> [EXERCISE GOAL] Please extract each line below that contains the word "dark" and copy it in full.

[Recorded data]

══════

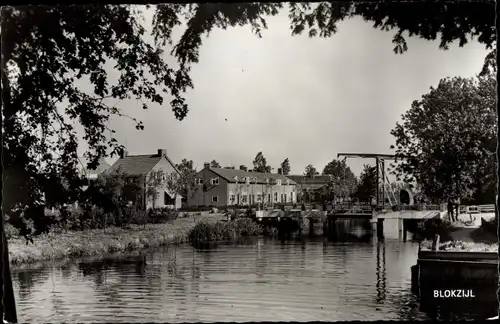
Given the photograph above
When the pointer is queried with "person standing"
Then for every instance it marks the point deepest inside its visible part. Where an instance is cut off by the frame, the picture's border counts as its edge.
(457, 208)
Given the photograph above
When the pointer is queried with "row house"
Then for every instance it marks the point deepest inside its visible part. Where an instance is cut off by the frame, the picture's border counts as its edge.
(228, 186)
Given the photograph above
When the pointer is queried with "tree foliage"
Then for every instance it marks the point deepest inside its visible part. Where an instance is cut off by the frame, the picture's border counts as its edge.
(367, 185)
(260, 164)
(285, 167)
(447, 140)
(46, 50)
(343, 181)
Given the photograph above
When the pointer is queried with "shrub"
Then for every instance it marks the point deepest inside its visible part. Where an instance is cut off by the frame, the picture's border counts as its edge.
(205, 232)
(426, 245)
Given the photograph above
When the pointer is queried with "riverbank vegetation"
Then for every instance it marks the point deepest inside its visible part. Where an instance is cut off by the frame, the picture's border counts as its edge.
(426, 245)
(60, 244)
(232, 231)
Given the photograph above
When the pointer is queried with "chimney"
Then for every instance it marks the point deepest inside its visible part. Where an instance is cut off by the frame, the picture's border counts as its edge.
(162, 152)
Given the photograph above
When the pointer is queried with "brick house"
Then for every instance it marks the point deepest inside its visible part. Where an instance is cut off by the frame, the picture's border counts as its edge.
(228, 186)
(139, 167)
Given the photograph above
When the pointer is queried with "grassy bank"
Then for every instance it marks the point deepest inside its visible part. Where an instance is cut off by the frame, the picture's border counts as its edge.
(461, 246)
(95, 242)
(211, 232)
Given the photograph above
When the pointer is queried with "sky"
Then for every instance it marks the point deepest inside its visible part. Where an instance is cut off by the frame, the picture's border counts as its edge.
(295, 97)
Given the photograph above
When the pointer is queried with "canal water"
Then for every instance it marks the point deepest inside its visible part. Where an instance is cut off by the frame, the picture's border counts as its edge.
(262, 280)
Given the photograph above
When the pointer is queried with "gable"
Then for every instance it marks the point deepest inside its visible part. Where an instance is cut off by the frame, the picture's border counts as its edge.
(165, 165)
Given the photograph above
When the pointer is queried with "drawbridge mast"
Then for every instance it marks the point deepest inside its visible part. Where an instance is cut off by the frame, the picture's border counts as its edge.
(380, 164)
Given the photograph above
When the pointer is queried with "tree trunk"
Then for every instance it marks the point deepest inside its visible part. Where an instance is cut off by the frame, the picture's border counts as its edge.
(8, 303)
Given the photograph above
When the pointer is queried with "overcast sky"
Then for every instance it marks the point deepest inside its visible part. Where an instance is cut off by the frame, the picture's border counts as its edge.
(295, 97)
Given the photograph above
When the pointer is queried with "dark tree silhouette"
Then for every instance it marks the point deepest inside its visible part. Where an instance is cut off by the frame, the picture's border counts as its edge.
(45, 50)
(214, 164)
(260, 164)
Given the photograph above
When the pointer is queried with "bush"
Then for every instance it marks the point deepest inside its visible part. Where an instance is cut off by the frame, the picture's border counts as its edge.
(489, 226)
(426, 245)
(205, 232)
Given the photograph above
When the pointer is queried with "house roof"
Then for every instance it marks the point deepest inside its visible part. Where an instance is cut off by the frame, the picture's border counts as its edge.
(138, 164)
(229, 175)
(316, 180)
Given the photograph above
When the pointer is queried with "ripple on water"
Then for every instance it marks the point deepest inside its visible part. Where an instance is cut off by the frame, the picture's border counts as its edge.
(295, 281)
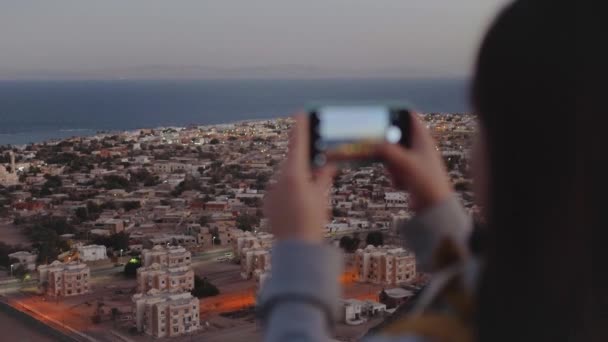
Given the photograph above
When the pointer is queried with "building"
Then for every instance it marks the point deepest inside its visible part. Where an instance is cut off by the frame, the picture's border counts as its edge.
(27, 259)
(69, 279)
(254, 262)
(9, 177)
(392, 298)
(163, 314)
(396, 199)
(114, 226)
(171, 256)
(386, 265)
(92, 252)
(250, 240)
(171, 279)
(355, 312)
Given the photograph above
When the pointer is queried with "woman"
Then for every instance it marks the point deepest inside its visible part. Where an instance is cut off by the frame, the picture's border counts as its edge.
(536, 282)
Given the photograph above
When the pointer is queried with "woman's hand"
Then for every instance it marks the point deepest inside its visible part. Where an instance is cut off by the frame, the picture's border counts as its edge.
(297, 205)
(419, 169)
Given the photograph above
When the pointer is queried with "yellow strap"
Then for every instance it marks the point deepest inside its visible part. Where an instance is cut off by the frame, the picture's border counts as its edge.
(435, 326)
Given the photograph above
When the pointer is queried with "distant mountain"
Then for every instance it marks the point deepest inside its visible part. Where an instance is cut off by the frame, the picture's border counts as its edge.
(149, 72)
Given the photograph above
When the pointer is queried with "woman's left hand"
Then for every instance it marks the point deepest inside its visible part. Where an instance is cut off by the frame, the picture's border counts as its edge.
(297, 205)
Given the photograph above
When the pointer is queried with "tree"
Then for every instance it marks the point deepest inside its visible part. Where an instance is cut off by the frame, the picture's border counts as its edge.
(131, 267)
(246, 222)
(115, 182)
(128, 206)
(349, 244)
(82, 213)
(203, 288)
(374, 238)
(52, 181)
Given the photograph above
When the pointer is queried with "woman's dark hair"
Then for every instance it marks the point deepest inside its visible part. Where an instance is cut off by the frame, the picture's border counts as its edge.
(537, 282)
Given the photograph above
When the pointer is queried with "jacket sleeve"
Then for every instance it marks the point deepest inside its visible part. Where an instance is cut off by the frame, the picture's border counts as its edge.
(299, 302)
(446, 220)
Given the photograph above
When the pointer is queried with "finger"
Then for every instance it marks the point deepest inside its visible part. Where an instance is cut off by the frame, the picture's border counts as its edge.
(298, 158)
(421, 136)
(324, 177)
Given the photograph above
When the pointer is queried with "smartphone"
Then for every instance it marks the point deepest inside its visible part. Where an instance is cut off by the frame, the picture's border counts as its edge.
(347, 134)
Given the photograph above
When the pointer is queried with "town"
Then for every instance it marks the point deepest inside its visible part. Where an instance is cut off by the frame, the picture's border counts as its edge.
(160, 233)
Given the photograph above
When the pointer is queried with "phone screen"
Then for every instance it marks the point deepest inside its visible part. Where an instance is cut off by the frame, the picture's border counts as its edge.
(346, 133)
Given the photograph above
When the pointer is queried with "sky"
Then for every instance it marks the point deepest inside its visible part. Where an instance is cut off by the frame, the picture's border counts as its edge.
(198, 38)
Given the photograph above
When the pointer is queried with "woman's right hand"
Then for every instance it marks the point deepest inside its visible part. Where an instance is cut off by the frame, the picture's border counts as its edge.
(418, 169)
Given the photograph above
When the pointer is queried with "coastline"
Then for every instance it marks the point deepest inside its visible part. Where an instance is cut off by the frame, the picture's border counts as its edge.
(56, 136)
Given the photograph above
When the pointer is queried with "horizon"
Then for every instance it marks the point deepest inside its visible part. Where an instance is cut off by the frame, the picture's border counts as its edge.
(153, 39)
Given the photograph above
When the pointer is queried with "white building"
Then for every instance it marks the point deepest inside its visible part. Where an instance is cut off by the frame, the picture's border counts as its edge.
(171, 279)
(92, 252)
(171, 256)
(355, 312)
(254, 262)
(397, 199)
(27, 259)
(69, 279)
(386, 265)
(163, 314)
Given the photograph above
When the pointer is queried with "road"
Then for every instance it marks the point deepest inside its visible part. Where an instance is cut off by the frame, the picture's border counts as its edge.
(105, 271)
(34, 307)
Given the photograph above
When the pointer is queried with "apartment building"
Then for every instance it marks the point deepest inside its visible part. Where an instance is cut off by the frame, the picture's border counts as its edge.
(254, 262)
(395, 200)
(251, 240)
(386, 265)
(92, 252)
(163, 314)
(27, 259)
(64, 279)
(171, 256)
(163, 278)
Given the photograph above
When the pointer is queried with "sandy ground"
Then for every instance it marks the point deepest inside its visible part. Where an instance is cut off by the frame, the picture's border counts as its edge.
(218, 316)
(14, 329)
(11, 235)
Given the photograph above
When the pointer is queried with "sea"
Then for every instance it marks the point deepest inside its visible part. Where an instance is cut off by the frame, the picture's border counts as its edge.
(37, 111)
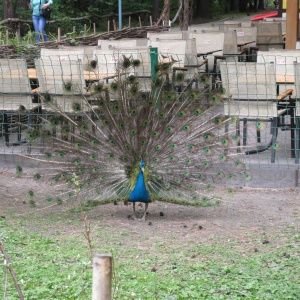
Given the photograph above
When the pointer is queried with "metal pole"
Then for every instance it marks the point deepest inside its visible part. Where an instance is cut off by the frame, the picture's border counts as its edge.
(120, 14)
(102, 276)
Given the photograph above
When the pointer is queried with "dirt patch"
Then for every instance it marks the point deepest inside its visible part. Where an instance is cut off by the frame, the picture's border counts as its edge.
(247, 211)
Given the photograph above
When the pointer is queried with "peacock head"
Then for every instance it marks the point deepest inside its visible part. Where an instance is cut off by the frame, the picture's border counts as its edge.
(142, 165)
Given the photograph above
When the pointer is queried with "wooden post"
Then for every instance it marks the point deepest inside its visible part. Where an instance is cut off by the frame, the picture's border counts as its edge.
(42, 36)
(292, 22)
(7, 39)
(58, 34)
(102, 276)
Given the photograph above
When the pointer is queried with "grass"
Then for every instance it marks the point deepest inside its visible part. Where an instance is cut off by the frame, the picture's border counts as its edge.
(51, 259)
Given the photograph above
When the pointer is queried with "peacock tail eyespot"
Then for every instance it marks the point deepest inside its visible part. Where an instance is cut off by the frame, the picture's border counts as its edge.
(114, 86)
(32, 202)
(222, 157)
(48, 155)
(133, 132)
(150, 103)
(30, 194)
(59, 201)
(201, 176)
(105, 122)
(77, 161)
(63, 175)
(181, 114)
(204, 79)
(93, 64)
(162, 116)
(112, 142)
(207, 150)
(188, 161)
(236, 138)
(143, 142)
(122, 125)
(78, 145)
(95, 170)
(145, 123)
(247, 176)
(136, 63)
(218, 121)
(93, 157)
(205, 164)
(81, 170)
(224, 142)
(219, 174)
(110, 155)
(97, 88)
(55, 180)
(230, 176)
(158, 177)
(37, 177)
(126, 62)
(61, 154)
(19, 171)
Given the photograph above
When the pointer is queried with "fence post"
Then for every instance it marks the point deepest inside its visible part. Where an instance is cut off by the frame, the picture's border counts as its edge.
(58, 34)
(102, 276)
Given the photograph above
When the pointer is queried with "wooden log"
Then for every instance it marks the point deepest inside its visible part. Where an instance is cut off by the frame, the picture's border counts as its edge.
(102, 277)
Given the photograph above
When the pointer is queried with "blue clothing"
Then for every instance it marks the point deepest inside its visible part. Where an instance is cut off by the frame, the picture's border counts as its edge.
(140, 193)
(39, 24)
(36, 6)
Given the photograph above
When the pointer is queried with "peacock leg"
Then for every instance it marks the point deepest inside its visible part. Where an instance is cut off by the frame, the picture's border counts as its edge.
(144, 215)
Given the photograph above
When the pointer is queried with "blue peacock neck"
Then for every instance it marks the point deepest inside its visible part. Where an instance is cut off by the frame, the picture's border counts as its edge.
(139, 192)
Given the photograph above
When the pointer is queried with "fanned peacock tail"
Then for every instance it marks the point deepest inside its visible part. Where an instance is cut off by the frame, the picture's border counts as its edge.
(167, 129)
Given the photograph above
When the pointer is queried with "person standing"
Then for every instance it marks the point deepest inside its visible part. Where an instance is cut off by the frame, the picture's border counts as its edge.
(38, 21)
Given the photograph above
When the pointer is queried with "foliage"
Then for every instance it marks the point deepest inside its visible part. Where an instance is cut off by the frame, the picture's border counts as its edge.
(56, 264)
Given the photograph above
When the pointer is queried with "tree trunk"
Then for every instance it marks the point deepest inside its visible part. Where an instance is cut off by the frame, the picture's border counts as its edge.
(166, 11)
(203, 9)
(185, 14)
(155, 10)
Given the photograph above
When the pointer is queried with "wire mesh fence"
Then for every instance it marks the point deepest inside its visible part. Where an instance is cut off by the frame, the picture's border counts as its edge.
(259, 91)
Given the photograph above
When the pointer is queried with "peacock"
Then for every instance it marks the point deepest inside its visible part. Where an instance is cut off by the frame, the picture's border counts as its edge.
(136, 139)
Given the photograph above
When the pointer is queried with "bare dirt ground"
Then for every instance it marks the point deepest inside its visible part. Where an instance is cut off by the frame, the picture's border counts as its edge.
(247, 211)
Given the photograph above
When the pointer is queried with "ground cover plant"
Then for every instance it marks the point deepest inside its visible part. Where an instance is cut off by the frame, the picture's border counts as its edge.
(246, 248)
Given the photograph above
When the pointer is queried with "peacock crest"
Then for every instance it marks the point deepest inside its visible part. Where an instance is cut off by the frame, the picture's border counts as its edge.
(160, 137)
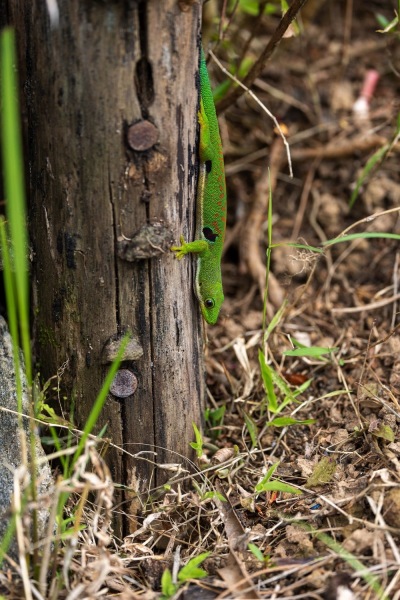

══════

> [ANSWER TO THIS PROBLEM]
When the pointer is queried with "dark tree silhouette"
When the pointer is queried with "woman's dark hair"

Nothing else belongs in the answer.